課題 A: アルバム紹介で、OOPARTSは結成何周年目のアルバムとされていますか。
課題 B: アルバム紹介を「01.Limp tomorrow」を含むところから書き写し、「とっつきにくさを感じるかな。」のあとで止めてください。
課題 C: アルバム紹介の冒頭に並ぶアルバムを、発表年とあわせてすべて挙げてください。

ページ抜粋:
--------------------
16th Album OOPARTS 2009年 ★★★★
17th Album HORN AGAIN 2011年 ★★★★
18th Album トライアル 2012年 ★★★★★









OOPARTS 16th Album

01.Dance with God
02.YOUR ORDER
03.メロディー
04.Lemon Drops
05.FOXES
06.Beyond the moon
07.ジョニー・ストロボ
08.雨上がりに見た幻
09.LIFE SIZE LIFE(The bag is small,and I don't enter)
10.Primer Beat


 結成20周年目のアルバムは彼らの王道とも言える、ひねくれながらもポップさを兼ね備えたオルタナ路線。もうベテランなのに、アルバムから溢れ出すようなこの若々しさは何なんだろう(笑)
 相変わらず所々自虐的だったり、他者に攻撃的な一面を見せたりもしてますが、昔とは状況が違うから受ける印象が違ってくるのがポイントですかね。
 いい意味で未だ『迷走中』な彼らの状況を楽しめる作品。外部から新規リスナーを呼び込むというより内輪受けの方が良さそう。







HORN AGAIN 17th Album

01.Limp tomorrow
02.Give me up!
03.Movement
04.Lily, my sun
05.Biography
06.Sad Fad Love
07.Nobody knows what blooms
08.EMERALD CITY
09.Brilliant Crown
10.Doggie Howl


 avexに移籍してからの作品の中では一番ロックしてるんじゃないかと。1小節を同音階の八分音符8つで埋めるような、8ビートのシンプルなヤツを。「俺達こんなにロック出来るんだぜ」的な肩肘張ったものでもなく、リラックスしてやってる感じのを。
 「つつつつくんだ」「たた畳むんだ」の#1、盛者必衰の理を地で行く叙情バラード#9みたいなのもありますが、総体的に聴くとメロに分かりやすいフックがないので、元からのファン以外のポップスリスナーが聴くにはちょっととっつきにくさを感じるかな。
 「こんな俺なんか」恋愛ソング#4、生粋の捻くれじみたマイペースさを弱さを交えて綴る#5のように、変わらずにいるアイデンティティーも健在。いい意味で安定してて、安心して聴けた一枚でした(2011.3.24)







トライアル 18th Album

01.Revival
02.Rescue
03.Comic Sonic
04.Flashback Story
05.エネルギヤ
06.ポラリスの輝き 拾わなかった夢現
07.Minority Whisper
08.持ち主のないギター
09.トライアル
10.Ready Steady Go!
--------------------
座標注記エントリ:
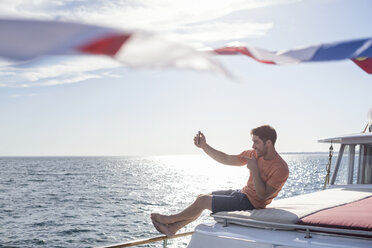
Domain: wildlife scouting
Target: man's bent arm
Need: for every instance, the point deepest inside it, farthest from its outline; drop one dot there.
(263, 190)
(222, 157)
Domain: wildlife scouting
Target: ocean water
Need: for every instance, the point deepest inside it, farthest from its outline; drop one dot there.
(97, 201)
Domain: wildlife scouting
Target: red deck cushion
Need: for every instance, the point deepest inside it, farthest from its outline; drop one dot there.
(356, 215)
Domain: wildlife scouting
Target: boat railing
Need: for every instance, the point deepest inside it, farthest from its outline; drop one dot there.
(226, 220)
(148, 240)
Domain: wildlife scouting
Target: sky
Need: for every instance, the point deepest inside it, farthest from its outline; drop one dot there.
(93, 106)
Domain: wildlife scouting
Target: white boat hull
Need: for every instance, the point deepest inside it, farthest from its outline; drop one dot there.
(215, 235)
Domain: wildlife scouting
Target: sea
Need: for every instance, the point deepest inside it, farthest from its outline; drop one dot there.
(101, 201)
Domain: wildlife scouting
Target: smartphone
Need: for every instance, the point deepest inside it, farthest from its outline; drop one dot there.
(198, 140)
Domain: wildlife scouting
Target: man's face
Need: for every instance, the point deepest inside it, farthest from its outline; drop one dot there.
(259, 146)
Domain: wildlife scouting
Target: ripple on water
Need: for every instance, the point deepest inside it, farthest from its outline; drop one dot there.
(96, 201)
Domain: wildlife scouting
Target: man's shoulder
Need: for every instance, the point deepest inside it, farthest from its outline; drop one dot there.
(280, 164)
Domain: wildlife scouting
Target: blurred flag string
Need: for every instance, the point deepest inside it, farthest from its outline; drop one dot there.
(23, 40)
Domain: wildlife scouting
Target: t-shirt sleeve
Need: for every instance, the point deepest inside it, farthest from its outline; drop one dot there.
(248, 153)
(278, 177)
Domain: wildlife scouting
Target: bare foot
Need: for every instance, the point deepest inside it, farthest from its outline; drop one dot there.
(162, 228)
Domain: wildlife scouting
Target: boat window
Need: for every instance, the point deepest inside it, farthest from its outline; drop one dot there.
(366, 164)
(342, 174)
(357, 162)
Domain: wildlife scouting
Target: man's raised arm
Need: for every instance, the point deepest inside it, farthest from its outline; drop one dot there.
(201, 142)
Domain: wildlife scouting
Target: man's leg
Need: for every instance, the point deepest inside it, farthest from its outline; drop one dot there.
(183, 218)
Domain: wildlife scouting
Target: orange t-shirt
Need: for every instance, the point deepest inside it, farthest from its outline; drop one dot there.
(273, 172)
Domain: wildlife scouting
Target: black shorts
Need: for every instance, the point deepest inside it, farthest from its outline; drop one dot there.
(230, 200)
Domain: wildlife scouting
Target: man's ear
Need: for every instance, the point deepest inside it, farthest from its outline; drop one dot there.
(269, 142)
--------------------
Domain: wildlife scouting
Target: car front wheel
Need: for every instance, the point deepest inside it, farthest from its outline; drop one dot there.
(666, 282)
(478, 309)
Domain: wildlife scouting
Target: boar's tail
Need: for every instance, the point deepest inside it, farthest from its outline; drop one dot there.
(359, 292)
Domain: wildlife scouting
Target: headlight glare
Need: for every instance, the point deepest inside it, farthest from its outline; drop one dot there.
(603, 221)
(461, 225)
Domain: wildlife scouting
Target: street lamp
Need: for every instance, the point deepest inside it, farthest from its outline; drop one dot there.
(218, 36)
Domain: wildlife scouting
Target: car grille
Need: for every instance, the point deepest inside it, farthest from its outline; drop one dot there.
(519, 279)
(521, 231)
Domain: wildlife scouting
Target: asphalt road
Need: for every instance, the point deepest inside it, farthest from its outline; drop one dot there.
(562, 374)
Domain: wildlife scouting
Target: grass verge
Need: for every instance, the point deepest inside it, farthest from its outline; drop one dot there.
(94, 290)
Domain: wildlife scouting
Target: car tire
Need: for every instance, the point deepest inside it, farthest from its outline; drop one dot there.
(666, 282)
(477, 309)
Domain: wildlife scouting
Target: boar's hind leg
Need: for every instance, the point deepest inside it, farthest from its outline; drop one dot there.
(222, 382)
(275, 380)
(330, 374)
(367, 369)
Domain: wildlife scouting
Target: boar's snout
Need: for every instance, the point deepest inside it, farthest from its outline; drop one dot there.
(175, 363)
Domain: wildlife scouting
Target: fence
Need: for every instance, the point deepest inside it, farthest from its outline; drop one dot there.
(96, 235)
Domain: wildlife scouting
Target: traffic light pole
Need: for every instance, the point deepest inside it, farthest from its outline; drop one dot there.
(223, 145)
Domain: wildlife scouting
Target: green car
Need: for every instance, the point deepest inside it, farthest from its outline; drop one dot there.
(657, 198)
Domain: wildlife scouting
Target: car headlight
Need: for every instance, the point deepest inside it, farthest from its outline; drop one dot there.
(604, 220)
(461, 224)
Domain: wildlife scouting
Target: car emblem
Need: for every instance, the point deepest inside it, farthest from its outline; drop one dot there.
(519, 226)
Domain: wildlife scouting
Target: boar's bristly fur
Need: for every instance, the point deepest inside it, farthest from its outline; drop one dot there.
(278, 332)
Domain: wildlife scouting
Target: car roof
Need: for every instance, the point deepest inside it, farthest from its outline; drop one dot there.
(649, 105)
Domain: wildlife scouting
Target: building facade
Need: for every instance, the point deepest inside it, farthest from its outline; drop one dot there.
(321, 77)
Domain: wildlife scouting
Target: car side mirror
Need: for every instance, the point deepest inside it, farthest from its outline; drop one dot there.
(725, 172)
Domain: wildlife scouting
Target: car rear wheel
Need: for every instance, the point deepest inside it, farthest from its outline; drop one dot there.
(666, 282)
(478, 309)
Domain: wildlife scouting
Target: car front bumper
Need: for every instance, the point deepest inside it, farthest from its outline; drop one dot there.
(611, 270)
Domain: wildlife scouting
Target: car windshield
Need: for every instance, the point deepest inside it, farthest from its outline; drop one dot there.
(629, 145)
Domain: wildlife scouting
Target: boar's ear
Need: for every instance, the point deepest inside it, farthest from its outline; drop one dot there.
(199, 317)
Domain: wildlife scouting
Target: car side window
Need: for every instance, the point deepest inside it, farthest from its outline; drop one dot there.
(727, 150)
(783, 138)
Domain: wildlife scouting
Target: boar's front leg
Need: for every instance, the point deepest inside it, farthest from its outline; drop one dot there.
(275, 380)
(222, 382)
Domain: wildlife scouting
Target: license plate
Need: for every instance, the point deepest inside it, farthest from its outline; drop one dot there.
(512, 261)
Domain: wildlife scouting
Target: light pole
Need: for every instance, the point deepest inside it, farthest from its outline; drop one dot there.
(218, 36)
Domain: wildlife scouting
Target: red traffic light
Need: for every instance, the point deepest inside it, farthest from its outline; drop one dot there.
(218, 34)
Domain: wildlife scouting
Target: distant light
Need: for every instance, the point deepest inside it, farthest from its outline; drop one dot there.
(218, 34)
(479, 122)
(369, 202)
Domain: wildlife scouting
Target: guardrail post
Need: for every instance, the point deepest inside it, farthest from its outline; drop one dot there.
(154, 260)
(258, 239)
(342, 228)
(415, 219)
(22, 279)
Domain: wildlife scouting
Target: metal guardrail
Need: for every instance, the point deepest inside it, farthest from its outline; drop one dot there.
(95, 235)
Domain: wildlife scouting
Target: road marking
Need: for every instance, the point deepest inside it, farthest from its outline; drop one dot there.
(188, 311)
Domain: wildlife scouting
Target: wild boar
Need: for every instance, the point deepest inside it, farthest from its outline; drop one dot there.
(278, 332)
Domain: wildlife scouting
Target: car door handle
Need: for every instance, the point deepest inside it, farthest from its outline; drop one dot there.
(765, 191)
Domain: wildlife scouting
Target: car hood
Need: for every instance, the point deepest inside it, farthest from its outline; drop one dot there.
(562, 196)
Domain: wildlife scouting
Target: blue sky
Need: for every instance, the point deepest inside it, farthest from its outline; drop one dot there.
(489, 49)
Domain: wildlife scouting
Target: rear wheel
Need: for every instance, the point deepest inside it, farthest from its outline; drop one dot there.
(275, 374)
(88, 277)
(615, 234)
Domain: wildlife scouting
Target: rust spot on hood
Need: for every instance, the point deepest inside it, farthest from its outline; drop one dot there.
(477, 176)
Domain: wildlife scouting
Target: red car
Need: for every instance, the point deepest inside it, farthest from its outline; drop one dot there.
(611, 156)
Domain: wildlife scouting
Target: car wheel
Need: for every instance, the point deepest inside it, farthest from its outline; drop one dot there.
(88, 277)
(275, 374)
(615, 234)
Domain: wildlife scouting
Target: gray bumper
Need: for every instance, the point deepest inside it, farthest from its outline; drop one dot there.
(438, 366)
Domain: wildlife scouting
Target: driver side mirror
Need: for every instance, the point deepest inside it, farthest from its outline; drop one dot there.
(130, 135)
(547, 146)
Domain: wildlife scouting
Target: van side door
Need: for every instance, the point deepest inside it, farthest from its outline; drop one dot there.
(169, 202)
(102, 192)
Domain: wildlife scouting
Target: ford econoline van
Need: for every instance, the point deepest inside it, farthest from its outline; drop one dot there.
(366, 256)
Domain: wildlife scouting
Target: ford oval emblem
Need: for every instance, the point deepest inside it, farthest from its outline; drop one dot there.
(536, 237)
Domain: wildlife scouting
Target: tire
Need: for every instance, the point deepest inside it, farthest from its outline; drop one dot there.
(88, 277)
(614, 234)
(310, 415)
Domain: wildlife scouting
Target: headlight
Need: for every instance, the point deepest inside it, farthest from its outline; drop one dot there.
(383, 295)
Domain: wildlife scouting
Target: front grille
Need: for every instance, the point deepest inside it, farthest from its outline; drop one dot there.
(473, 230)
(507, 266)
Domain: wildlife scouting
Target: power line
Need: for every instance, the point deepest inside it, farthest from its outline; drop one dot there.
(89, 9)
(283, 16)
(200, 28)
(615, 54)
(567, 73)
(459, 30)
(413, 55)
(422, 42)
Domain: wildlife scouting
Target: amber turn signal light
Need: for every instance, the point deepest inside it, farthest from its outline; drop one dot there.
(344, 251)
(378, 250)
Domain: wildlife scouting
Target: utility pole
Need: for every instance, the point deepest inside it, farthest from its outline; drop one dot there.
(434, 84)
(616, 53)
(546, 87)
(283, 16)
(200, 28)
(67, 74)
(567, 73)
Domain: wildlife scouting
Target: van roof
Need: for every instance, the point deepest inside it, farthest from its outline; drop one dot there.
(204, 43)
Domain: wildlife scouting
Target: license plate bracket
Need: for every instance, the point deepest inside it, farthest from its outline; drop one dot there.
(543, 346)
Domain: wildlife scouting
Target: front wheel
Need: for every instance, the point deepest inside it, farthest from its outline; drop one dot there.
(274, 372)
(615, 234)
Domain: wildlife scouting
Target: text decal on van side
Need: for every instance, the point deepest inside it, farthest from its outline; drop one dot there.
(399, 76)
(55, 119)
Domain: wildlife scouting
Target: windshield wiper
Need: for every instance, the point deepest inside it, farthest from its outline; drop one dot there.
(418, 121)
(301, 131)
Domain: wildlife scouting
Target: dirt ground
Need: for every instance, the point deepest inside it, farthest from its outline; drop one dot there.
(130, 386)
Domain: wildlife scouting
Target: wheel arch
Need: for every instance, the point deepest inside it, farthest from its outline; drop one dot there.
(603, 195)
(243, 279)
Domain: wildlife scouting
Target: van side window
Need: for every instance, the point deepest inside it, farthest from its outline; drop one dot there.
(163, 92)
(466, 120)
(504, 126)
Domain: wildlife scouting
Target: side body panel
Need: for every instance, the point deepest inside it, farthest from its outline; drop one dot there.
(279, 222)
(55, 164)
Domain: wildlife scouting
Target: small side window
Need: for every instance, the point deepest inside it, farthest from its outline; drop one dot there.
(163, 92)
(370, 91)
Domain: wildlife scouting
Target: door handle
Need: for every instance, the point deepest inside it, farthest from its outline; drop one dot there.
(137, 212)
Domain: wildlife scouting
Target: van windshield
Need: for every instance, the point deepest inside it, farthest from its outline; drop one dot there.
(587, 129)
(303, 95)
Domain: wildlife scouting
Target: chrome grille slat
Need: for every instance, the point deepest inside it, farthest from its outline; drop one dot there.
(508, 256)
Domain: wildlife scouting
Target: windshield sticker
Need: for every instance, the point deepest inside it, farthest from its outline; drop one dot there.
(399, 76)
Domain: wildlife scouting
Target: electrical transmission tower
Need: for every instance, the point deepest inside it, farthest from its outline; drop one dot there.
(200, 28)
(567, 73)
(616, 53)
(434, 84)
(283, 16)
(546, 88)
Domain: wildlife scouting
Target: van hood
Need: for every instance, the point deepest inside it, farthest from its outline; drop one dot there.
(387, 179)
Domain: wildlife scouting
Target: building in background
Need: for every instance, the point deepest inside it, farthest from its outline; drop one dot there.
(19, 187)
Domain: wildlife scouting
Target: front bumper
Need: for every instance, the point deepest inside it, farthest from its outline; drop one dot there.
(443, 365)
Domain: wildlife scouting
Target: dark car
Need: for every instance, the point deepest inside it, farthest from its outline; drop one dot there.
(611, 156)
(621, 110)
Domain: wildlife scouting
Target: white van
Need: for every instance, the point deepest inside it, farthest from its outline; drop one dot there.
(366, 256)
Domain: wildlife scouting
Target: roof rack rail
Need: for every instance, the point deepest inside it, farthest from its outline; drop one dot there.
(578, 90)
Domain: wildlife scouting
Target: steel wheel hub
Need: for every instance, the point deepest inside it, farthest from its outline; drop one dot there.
--------------------
解答 A: 結成20周年目のアルバムです。

解答 B:
01.Limp tomorrow
02.Give me up!
03.Movement
04.Lily, my sun
05.Biography
06.Sad Fad Love
07.Nobody knows what blooms
08.EMERALD CITY
09.Brilliant Crown
10.Doggie Howl


 avexに移籍してからの作品の中では一番ロックしてるんじゃないかと。1小節を同音階の八分音符8つで埋めるような、8ビートのシンプルなヤツを。「俺達こんなにロック出来るんだぜ」的な肩肘張ったものでもなく、リラックスしてやってる感じのを。
 「つつつつくんだ」「たた畳むんだ」の#1、盛者必衰の理を地で行く叙情バラード#9みたいなのもありますが、総体的に聴くとメロに分かりやすいフックがないので、元からのファン以外のポップスリスナーが聴くにはちょっととっつきにくさを感じるかな。

解答 C:
OOPARTS(2009年)
HORN AGAIN(2011年)
トライアル(2012年)